┌─ Estratto della pagina
Porfido imperiale

COLLEZIONE DI MARMI ANTICHI “LEONARDO DA VINCI”

PORFIDO IMPERIALE

Collocazione: 6B-a1
Campioni No.: 293, 294, 375

Tipo di roccia: Magmatica

Località di estrazione: Gebel Dokhan, Deserto Orientale, Egitto

Descrizione geologica: Dacite-andesite porfiritica del Precambriano. La massa di fondo è colorata da ematite e da piemontite, i cristalli bianchi e rosa sono feldspato plagioclasico, mentre quelli neri sono biotite o orneblenda.
└─
> [Obiettivo 1]:
Rispondi a queste domande sulla scheda del porfido imperiale:
(a) Qual è la località di estrazione?
(b) A quale tipo di roccia appartiene?
(c) Quali minerali formano i cristalli neri?
> [Obiettivo 2]: Trascrivi in una lista numerata tutto l'elenco dal suo inizio fino alla riga che contiene "12 24 L 18 47", inclusa, tralasciando le righe vuote.
L'elenco qui sotto non ha alcun legame con la scheda.
┌─ Dati da usare
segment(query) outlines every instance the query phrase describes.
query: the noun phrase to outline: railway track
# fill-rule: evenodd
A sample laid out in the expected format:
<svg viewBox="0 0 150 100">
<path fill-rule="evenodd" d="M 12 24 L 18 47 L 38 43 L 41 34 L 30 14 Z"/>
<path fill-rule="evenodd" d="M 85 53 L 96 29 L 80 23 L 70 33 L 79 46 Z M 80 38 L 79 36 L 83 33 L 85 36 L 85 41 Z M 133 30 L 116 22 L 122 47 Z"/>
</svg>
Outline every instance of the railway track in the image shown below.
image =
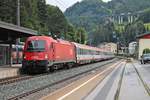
└─
> [Risposta all'esercizio 1]:
(a) Gebel Dokhan, Deserto Orientale, Egitto.
(b) Magmatica.
(c) Biotite o orneblenda.

> [Risposta all'esercizio 2]:
1. segment(query) outlines every instance the query phrase describes.
2. query: the noun phrase to outline: railway track
3. # fill-rule: evenodd
4. A sample laid out in the expected format:
5. <svg viewBox="0 0 150 100">
6. <path fill-rule="evenodd" d="M 12 24 L 18 47 L 38 43 L 41 34 L 30 14 Z"/>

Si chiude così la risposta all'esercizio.